**Source material**:
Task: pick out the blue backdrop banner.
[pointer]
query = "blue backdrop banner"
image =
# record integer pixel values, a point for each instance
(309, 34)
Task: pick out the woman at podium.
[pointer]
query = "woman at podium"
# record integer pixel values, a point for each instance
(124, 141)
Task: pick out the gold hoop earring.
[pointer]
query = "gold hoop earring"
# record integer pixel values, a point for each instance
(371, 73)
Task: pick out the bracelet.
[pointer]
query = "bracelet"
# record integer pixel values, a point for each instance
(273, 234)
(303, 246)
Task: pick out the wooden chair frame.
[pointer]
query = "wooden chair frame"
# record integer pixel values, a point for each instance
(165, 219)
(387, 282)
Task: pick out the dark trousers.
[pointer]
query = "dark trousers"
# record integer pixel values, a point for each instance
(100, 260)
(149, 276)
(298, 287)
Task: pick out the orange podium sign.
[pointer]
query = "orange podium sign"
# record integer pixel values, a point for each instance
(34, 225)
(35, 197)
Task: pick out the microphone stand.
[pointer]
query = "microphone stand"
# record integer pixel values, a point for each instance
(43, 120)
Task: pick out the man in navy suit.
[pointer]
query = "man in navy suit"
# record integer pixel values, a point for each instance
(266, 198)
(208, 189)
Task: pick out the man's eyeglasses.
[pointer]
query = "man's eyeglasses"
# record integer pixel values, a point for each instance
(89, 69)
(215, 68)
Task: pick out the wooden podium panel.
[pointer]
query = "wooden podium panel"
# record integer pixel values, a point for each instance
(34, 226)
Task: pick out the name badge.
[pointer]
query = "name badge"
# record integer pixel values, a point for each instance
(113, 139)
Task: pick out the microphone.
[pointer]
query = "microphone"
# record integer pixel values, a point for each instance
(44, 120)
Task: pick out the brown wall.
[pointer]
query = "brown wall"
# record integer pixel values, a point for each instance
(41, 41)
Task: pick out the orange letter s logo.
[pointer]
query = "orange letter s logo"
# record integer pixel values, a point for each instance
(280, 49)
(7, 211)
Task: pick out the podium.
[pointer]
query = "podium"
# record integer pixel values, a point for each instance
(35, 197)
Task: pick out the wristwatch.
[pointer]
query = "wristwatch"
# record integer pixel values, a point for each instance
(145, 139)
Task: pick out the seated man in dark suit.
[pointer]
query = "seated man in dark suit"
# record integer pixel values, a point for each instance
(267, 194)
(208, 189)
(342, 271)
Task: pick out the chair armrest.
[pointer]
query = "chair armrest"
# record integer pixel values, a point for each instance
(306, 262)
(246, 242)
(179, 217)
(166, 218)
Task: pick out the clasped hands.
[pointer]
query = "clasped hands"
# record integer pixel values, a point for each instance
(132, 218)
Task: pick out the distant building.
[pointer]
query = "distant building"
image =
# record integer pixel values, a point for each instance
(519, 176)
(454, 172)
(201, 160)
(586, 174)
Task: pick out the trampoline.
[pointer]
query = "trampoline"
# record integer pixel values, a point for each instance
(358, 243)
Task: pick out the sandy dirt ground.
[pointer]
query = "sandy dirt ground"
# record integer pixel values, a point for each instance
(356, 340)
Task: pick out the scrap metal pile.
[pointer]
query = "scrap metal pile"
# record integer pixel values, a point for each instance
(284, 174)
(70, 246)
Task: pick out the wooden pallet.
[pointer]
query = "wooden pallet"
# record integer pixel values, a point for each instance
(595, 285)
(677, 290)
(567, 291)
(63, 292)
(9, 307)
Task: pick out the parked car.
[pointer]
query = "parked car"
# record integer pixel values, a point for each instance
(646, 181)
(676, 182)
--
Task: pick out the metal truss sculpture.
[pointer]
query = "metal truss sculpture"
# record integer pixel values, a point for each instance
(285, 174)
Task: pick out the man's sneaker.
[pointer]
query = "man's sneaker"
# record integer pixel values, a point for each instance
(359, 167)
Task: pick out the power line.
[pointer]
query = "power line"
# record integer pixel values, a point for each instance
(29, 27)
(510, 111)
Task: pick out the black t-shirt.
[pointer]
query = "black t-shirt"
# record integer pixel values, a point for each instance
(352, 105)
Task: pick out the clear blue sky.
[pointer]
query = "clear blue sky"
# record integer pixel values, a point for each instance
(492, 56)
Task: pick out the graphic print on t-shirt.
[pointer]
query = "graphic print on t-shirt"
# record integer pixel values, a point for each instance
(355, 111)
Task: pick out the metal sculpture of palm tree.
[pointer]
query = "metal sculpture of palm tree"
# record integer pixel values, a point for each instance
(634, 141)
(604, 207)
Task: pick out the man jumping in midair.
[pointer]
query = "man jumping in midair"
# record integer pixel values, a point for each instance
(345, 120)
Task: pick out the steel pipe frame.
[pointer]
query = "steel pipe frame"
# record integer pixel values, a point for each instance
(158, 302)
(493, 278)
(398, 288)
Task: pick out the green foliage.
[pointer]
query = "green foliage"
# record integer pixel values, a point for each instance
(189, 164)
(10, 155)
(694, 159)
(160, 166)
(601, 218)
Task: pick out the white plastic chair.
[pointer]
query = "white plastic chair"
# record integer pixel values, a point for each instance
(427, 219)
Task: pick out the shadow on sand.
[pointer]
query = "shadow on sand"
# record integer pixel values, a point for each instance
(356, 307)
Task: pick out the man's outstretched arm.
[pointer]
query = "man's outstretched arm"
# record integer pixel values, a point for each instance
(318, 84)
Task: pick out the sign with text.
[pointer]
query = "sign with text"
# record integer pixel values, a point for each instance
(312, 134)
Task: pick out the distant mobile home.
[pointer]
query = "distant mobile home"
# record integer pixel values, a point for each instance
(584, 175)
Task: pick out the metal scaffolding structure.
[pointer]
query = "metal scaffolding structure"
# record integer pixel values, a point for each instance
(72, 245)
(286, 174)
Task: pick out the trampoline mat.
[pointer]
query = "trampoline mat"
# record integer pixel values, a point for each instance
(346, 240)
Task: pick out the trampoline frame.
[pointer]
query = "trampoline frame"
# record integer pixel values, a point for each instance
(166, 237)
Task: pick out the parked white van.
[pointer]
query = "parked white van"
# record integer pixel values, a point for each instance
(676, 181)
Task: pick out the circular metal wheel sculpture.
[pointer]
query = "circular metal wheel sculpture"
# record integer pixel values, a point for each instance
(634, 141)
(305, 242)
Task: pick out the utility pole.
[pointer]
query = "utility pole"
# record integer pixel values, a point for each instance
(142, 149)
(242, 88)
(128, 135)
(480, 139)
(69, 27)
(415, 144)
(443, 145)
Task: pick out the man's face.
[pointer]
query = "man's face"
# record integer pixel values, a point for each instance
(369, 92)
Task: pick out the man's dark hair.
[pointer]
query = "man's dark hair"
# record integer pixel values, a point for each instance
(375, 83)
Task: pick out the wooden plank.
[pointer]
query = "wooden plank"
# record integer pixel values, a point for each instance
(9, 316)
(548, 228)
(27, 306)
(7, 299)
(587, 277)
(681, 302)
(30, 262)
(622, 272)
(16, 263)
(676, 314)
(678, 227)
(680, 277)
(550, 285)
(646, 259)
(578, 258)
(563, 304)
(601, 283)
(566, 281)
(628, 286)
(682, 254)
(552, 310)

**What is needed**:
The expected answer holds each line from the listing above where the string "logo" is present.

**Answer to this task**:
Task: pick out the orange letter s logo.
query = "orange letter s logo"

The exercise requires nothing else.